-- Raw data follows --
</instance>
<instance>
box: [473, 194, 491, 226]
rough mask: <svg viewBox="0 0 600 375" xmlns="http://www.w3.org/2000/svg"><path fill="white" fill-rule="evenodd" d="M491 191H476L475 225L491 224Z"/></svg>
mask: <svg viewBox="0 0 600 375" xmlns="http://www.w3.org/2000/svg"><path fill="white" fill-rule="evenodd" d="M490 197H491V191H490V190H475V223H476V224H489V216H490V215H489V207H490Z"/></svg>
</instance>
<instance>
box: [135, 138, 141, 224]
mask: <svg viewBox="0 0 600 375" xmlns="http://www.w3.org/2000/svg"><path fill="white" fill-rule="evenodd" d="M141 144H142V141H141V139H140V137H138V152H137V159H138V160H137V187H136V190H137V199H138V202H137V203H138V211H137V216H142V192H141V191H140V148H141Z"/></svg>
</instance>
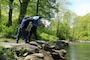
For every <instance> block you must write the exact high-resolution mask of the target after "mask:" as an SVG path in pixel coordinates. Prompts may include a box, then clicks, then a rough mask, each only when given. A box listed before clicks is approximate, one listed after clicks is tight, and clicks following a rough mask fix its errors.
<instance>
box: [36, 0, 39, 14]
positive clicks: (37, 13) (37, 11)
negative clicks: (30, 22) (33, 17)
mask: <svg viewBox="0 0 90 60" xmlns="http://www.w3.org/2000/svg"><path fill="white" fill-rule="evenodd" d="M38 11H39V0H37V7H36V15H38Z"/></svg>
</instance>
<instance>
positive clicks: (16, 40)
mask: <svg viewBox="0 0 90 60" xmlns="http://www.w3.org/2000/svg"><path fill="white" fill-rule="evenodd" d="M21 35H22V34H21V29H20V28H19V29H18V33H17V37H16V43H19V38H20V37H21Z"/></svg>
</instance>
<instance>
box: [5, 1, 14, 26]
mask: <svg viewBox="0 0 90 60" xmlns="http://www.w3.org/2000/svg"><path fill="white" fill-rule="evenodd" d="M13 1H14V0H10V4H9V8H10V9H9V15H8V23H7V26H8V27H9V26H12V12H13V8H12V4H13Z"/></svg>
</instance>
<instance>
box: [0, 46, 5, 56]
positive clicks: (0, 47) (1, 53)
mask: <svg viewBox="0 0 90 60" xmlns="http://www.w3.org/2000/svg"><path fill="white" fill-rule="evenodd" d="M3 53H4V47H3V46H0V55H2V54H3Z"/></svg>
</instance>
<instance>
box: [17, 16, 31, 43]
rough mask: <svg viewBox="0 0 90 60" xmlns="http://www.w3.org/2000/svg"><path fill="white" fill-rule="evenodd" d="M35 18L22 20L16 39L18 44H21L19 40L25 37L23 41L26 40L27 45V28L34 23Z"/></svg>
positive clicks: (22, 19)
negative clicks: (34, 18) (33, 21)
mask: <svg viewBox="0 0 90 60" xmlns="http://www.w3.org/2000/svg"><path fill="white" fill-rule="evenodd" d="M32 20H33V18H29V17H24V18H23V19H22V22H21V24H20V27H19V29H18V34H17V37H16V43H19V38H20V37H23V39H24V40H25V43H27V40H28V31H26V28H27V26H28V25H29V22H30V21H32Z"/></svg>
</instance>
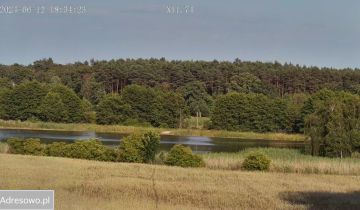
-- Raw data concluded --
Exercise goal: What is needed here is an exact transcript of the data above, pictures excluded.

Your solution:
</instance>
<instance>
box: [473, 194, 491, 226]
rough mask: <svg viewBox="0 0 600 375" xmlns="http://www.w3.org/2000/svg"><path fill="white" fill-rule="evenodd" d="M491 191H476L475 225L491 224Z"/></svg>
mask: <svg viewBox="0 0 600 375" xmlns="http://www.w3.org/2000/svg"><path fill="white" fill-rule="evenodd" d="M490 197H491V191H490V190H475V223H476V224H489V216H490V215H489V207H490Z"/></svg>
</instance>
<instance>
box: [135, 138, 141, 224]
mask: <svg viewBox="0 0 600 375" xmlns="http://www.w3.org/2000/svg"><path fill="white" fill-rule="evenodd" d="M141 144H142V141H141V139H140V137H138V152H137V159H138V160H137V187H136V190H137V199H138V202H137V203H138V211H137V216H142V192H141V191H140V148H141Z"/></svg>
</instance>
For every <instance> block you must write the exact high-resolution mask of the target after "mask:" as an SVG path in pixel coordinates. Prompts may include a box, then clicks, then a rough mask, each only when given. A box listed before clicks is approximate, one listed after clicks is tight, and clicks following a rough mask fix its errors.
<instance>
box: [36, 0, 39, 14]
positive clicks: (37, 13) (37, 11)
negative clicks: (30, 22) (33, 17)
mask: <svg viewBox="0 0 90 60" xmlns="http://www.w3.org/2000/svg"><path fill="white" fill-rule="evenodd" d="M38 11H39V0H37V7H36V15H38Z"/></svg>
</instance>
<instance>
positive clicks: (16, 40)
mask: <svg viewBox="0 0 90 60" xmlns="http://www.w3.org/2000/svg"><path fill="white" fill-rule="evenodd" d="M21 35H22V34H21V29H20V28H19V29H18V33H17V37H16V43H19V38H20V37H21Z"/></svg>
</instance>
<instance>
box: [5, 1, 14, 26]
mask: <svg viewBox="0 0 90 60" xmlns="http://www.w3.org/2000/svg"><path fill="white" fill-rule="evenodd" d="M13 1H14V0H10V4H9V8H10V9H9V15H8V23H7V26H8V27H9V26H12V12H13V8H12V4H13Z"/></svg>
</instance>
<instance>
box: [0, 46, 5, 56]
positive clicks: (0, 47) (1, 53)
mask: <svg viewBox="0 0 90 60" xmlns="http://www.w3.org/2000/svg"><path fill="white" fill-rule="evenodd" d="M3 53H4V47H3V46H0V55H2V54H3Z"/></svg>
</instance>
<instance>
box: [17, 16, 31, 43]
rough mask: <svg viewBox="0 0 90 60" xmlns="http://www.w3.org/2000/svg"><path fill="white" fill-rule="evenodd" d="M35 18L22 20L16 39L18 44H21L19 40L25 37L23 41L26 40L27 45V28L34 23Z"/></svg>
positive clicks: (22, 19)
negative clicks: (34, 18) (33, 21)
mask: <svg viewBox="0 0 90 60" xmlns="http://www.w3.org/2000/svg"><path fill="white" fill-rule="evenodd" d="M32 20H33V18H29V17H24V18H23V19H22V22H21V24H20V27H19V29H18V34H17V37H16V43H19V38H20V37H23V39H24V40H25V43H27V40H28V31H26V28H27V26H28V25H29V22H30V21H32Z"/></svg>
</instance>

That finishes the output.